***** EXTRACT
Today, the colocation industry finds itself amidst a wide range of adolescent growing-pains, and is devoting very little introspection to the task of understanding their causes.  Fortunately, the problems are typically those of scaling, sizing, pricing, and apportionment; in short, problems of success, rather than problems of failure, like crises of quality or lack of demand.  In a sense, these are problems which we are happy to be encountering.  Nonetheless, they must be understood and resolved if the industry is to progress forward into a state of maturity and stable long-term economic competitiveness.

 

Colocation and exchange facilities may tout the quality of their air-conditioning, the snazziness of their lobbies, the reliability of their power, or the intelligence of their remote hands, but all of those are incidental of the true business of the facilities: allowing extensions of as many different networks as possible to come together in such convenient proximity that they can make and shift physical, logical, and economic interconnection in a nearly frictionless environment.  Only within an environment where many competing vendors are present and the friction of change is low can a competitive market for network services exist.  Colocation and exchange facilities attempt to provide such environments.  Again, two conditions must be present to create value: first, many competing vendors must be present, and second, the cost both in dollars and in difficulty of creating and changing interconnections with those vendors must be very low.
**********
***** MATERIAL
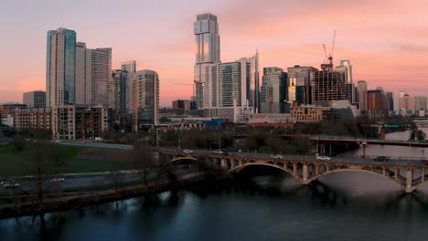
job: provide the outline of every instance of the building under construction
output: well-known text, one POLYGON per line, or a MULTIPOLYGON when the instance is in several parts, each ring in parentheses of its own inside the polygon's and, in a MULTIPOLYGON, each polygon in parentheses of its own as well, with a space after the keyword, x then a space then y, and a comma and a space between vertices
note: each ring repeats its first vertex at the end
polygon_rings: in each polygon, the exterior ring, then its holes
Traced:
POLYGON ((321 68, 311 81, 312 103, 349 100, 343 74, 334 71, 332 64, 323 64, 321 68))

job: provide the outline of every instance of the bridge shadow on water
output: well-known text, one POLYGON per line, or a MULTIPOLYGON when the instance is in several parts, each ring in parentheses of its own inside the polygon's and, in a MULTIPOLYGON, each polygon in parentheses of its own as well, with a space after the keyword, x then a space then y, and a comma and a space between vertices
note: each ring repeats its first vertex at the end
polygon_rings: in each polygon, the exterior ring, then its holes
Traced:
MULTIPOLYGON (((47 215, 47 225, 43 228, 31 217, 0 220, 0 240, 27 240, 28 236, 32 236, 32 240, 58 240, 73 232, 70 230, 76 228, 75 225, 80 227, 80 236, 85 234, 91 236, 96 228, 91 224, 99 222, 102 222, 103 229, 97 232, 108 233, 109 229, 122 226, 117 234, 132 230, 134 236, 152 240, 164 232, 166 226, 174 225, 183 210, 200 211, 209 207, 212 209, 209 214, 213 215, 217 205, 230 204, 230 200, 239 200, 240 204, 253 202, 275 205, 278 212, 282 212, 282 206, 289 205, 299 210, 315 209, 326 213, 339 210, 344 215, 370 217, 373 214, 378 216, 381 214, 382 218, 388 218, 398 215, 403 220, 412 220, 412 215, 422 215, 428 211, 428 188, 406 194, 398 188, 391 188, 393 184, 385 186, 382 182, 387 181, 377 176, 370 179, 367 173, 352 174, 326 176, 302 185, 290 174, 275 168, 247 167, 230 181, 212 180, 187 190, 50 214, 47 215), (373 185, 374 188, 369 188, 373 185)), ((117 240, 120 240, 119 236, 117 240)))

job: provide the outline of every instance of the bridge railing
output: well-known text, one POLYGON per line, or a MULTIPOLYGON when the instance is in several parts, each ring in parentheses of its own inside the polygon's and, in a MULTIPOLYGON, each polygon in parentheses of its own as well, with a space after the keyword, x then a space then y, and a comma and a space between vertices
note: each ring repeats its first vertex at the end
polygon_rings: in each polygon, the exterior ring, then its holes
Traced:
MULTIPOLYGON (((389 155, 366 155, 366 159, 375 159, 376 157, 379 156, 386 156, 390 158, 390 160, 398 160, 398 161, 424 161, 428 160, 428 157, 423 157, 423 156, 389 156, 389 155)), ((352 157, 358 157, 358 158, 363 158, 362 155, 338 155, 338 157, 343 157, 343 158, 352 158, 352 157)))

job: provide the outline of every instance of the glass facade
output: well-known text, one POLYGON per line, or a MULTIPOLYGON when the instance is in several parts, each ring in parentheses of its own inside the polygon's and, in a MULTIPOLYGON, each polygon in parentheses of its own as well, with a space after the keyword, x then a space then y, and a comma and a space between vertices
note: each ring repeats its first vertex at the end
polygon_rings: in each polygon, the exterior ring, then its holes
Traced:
**********
* **SET EXERCISE**: Print the colocation industry text word for word, from its first sentence to its last.

* **OUTPUT OF THE TASK**:
Today, the colocation industry finds itself amidst a wide range of adolescent growing-pains, and is devoting very little introspection to the task of understanding their causes.  Fortunately, the problems are typically those of scaling, sizing, pricing, and apportionment; in short, problems of success, rather than problems of failure, like crises of quality or lack of demand.  In a sense, these are problems which we are happy to be encountering.  Nonetheless, they must be understood and resolved if the industry is to progress forward into a state of maturity and stable long-term economic competitiveness.

 

Colocation and exchange facilities may tout the quality of their air-conditioning, the snazziness of their lobbies, the reliability of their power, or the intelligence of their remote hands, but all of those are incidental of the true business of the facilities: allowing extensions of as many different networks as possible to come together in such convenient proximity that they can make and shift physical, logical, and economic interconnection in a nearly frictionless environment.  Only within an environment where many competing vendors are present and the friction of change is low can a competitive market for network services exist.  Colocation and exchange facilities attempt to provide such environments.  Again, two conditions must be present to create value: first, many competing vendors must be present, and second, the cost both in dollars and in difficulty of creating and changing interconnections with those vendors must be very low.